TASK REQUIREMENTS:
First find the line with "Target: blonde hair" in the entries below, then set down exactly every line through the line with "Target: long brown hair", that line included.

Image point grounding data
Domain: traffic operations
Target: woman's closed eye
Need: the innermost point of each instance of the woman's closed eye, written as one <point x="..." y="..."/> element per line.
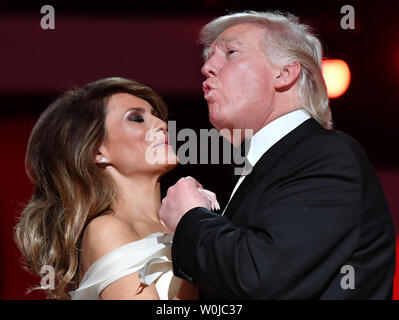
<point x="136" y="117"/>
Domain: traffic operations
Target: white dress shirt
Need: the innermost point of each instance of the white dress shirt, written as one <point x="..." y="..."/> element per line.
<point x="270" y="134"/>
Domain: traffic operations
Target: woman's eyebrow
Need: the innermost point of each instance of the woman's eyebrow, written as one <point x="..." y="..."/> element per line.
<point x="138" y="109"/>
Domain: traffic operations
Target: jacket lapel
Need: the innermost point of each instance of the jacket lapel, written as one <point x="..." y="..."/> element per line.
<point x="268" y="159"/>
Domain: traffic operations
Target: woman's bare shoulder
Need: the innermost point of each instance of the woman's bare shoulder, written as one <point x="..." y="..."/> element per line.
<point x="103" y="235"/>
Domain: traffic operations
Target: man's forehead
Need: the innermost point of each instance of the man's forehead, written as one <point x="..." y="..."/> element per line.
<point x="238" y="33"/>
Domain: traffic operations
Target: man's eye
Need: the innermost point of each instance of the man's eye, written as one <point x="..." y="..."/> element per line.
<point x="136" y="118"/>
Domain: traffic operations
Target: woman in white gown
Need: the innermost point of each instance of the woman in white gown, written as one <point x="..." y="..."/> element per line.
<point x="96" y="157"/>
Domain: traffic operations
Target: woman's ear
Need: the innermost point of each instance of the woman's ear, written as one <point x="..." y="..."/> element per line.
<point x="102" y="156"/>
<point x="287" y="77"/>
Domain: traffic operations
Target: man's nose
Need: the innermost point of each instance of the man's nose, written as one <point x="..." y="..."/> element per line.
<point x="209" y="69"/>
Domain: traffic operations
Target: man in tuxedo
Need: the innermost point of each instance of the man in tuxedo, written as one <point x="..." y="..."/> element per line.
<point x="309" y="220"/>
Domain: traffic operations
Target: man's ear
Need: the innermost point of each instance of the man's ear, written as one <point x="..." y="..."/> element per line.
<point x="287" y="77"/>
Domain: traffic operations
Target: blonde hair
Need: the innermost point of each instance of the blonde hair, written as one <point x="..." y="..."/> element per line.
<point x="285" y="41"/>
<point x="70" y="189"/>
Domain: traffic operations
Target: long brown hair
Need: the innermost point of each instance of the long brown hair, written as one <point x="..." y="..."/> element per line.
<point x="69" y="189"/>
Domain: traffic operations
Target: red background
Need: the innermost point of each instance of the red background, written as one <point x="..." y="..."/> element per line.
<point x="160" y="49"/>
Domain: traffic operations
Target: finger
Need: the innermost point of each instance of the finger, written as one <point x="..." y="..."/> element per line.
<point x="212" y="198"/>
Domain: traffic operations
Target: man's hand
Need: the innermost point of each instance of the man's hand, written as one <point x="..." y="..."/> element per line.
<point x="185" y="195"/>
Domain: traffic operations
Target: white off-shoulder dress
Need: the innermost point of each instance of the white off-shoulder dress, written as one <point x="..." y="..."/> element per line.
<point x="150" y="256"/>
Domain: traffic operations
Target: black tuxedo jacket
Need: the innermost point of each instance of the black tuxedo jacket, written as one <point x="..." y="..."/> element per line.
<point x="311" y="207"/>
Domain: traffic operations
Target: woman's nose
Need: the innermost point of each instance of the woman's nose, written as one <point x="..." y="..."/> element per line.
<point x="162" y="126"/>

...

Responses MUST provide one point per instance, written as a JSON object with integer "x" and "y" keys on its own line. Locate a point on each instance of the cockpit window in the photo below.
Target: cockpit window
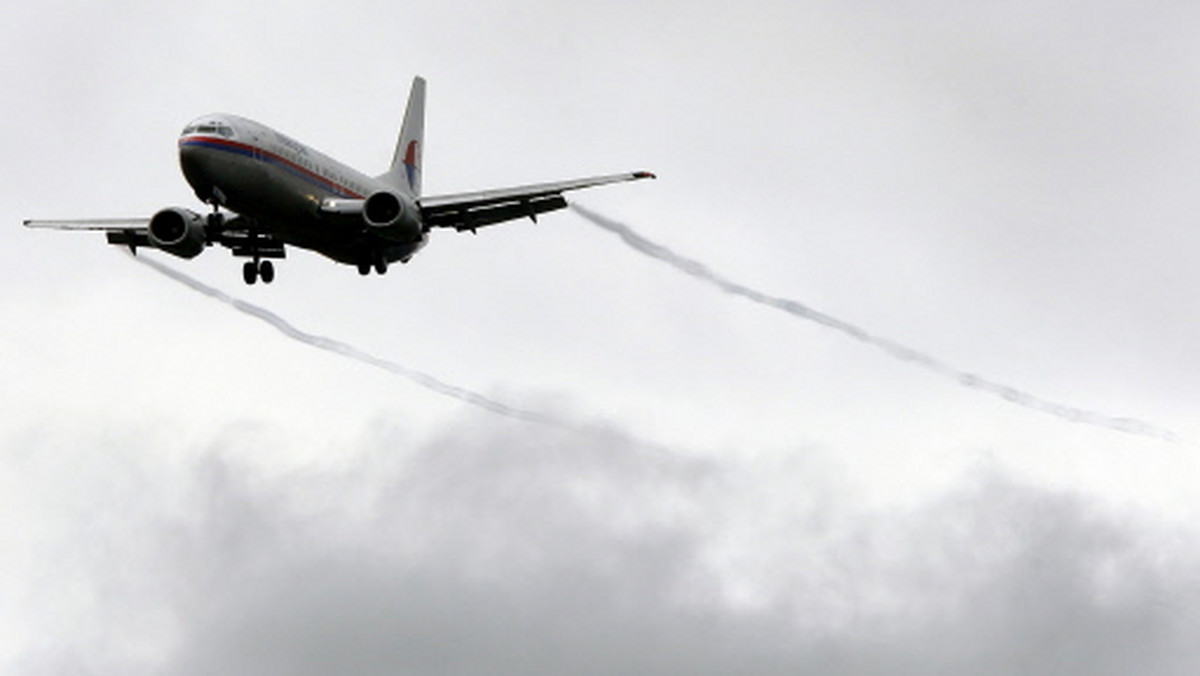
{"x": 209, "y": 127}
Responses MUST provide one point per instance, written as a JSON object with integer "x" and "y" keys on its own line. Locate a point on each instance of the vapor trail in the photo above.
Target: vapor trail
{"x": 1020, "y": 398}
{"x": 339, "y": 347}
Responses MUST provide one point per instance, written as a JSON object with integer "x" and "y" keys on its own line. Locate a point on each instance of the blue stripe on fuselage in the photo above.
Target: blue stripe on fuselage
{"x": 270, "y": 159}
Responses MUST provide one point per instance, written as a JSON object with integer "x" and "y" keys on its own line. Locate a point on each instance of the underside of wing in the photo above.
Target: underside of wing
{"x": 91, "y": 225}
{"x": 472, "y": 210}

OUTPUT:
Target: blonde hair
Need: the innermost point of each instance of the blonde hair, written as one <point x="..." y="..."/> element per line.
<point x="285" y="41"/>
<point x="70" y="189"/>
Domain: traffic operations
Target: long brown hair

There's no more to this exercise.